** START Entries **

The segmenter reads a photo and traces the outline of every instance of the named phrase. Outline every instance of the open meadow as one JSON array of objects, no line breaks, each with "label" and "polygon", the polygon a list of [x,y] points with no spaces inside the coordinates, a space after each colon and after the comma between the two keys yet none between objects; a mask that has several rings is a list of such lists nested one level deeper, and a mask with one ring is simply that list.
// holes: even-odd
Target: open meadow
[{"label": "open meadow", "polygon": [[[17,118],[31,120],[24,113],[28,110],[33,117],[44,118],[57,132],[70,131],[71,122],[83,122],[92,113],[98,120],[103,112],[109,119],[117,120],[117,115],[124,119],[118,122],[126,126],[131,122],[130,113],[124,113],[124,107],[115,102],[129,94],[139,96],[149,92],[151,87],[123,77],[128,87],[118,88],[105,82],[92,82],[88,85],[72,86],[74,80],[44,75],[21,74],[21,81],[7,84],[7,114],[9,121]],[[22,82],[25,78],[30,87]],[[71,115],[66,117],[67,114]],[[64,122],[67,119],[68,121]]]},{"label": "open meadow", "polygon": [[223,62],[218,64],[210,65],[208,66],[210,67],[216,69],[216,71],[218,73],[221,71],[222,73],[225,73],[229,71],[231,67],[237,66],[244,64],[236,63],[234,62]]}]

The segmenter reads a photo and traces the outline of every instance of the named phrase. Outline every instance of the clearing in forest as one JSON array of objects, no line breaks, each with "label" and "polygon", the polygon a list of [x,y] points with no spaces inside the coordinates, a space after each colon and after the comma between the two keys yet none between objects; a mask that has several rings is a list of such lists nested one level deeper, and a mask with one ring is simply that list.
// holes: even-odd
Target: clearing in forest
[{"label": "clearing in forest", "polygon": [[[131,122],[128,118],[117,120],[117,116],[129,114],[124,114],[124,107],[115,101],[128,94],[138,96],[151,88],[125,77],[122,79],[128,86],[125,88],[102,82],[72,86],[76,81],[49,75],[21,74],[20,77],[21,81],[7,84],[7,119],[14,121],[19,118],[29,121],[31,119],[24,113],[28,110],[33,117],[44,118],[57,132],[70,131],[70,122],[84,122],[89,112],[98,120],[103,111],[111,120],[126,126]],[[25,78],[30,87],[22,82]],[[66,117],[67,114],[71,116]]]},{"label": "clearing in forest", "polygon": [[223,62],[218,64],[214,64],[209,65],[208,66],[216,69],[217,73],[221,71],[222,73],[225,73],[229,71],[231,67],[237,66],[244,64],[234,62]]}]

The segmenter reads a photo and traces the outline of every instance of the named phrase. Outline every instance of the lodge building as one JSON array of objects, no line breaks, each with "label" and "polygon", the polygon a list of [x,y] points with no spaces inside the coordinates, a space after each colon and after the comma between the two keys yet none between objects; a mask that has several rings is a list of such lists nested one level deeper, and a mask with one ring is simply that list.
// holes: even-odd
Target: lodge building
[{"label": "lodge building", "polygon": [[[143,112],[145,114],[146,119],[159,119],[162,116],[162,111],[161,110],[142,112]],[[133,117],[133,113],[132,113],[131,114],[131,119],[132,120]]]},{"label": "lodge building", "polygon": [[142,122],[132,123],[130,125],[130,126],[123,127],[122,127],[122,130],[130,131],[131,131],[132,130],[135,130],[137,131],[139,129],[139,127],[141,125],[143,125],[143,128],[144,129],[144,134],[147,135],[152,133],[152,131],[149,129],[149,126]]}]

** END Entries **

» Work to be completed
Swap "segmenter" for "annotator" throughout the entries above, then write out all the lines again with nothing else altered.

» Exercise answer
The annotator reads a photo and traces the outline of every instance of the named phrase. Outline every instance of the open meadow as one JSON array of objects, no line breaks, each with "label" and "polygon", the polygon a list of [x,y] points with no spaces inside the coordinates, a space after each colon and after the comma between the two keys yet none between objects; a mask that has several rings is a list of such lists nested one level deeper, and a mask with one ring is simply that list.
// holes: even-odd
Target: open meadow
[{"label": "open meadow", "polygon": [[[17,118],[31,120],[24,113],[28,110],[33,117],[44,118],[57,132],[70,131],[71,122],[83,122],[92,113],[98,120],[103,112],[109,119],[117,120],[117,115],[124,119],[118,122],[126,126],[131,122],[130,113],[124,113],[124,107],[115,102],[129,94],[139,96],[149,92],[151,87],[123,77],[128,87],[118,88],[105,82],[92,82],[88,85],[72,86],[74,80],[44,75],[21,74],[21,81],[7,84],[7,114],[9,121]],[[22,82],[25,78],[30,87]],[[71,115],[66,117],[67,114]],[[64,122],[67,119],[68,121]]]},{"label": "open meadow", "polygon": [[223,62],[218,64],[210,65],[208,66],[210,67],[216,69],[216,71],[218,73],[221,71],[222,73],[225,73],[229,71],[231,67],[237,66],[244,64],[236,63],[234,62]]}]

The annotator reads a photo and traces the outline of every instance of the named phrase. Outline every instance of the clearing in forest as one JSON array of objects, no line breaks, each with "label" and "polygon", the polygon a list of [x,y] points with no spaces inside the coordinates, a space after each colon and after the comma between the two keys yet none between objects; a mask that has several rings is a list of such lists nested one level deeper, and a mask with one ring is simply that list.
// holes: even-odd
Target: clearing in forest
[{"label": "clearing in forest", "polygon": [[[131,122],[128,118],[117,120],[117,116],[129,114],[124,114],[124,107],[115,101],[128,94],[138,96],[151,88],[125,77],[122,79],[128,86],[125,88],[102,82],[72,86],[76,81],[49,75],[21,74],[20,77],[21,81],[7,84],[7,119],[14,121],[19,118],[29,121],[31,119],[24,113],[28,110],[33,117],[44,118],[57,132],[70,131],[70,122],[84,122],[89,112],[98,120],[103,111],[111,120],[126,126]],[[25,78],[30,87],[22,82]],[[66,117],[67,114],[71,116]]]},{"label": "clearing in forest", "polygon": [[223,62],[218,64],[214,64],[209,65],[208,66],[216,69],[217,73],[221,71],[222,73],[225,73],[229,71],[231,67],[237,66],[244,64],[234,62]]}]

The annotator reads a photo and traces the outline of every instance of the named phrase. Outline every instance of the lodge building as one JSON array of objects, no line breaks, each with "label" and "polygon", the polygon a list of [x,y] points with no spaces inside the coordinates, a space after each colon and after the comma between the two keys yet none between objects; a mask that has several rings is a list of such lists nested one level deeper, and a mask with one ring is simply that list.
// holes: even-odd
Target: lodge building
[{"label": "lodge building", "polygon": [[[143,112],[145,114],[146,119],[159,119],[162,116],[162,111],[161,110],[142,112]],[[133,117],[133,113],[132,113],[131,114],[131,119],[132,120]]]},{"label": "lodge building", "polygon": [[142,122],[132,123],[130,125],[130,126],[123,127],[122,127],[122,130],[130,131],[131,131],[132,130],[135,130],[137,131],[139,129],[139,127],[141,125],[143,125],[143,128],[144,129],[144,134],[147,135],[152,133],[152,131],[149,129],[149,126]]}]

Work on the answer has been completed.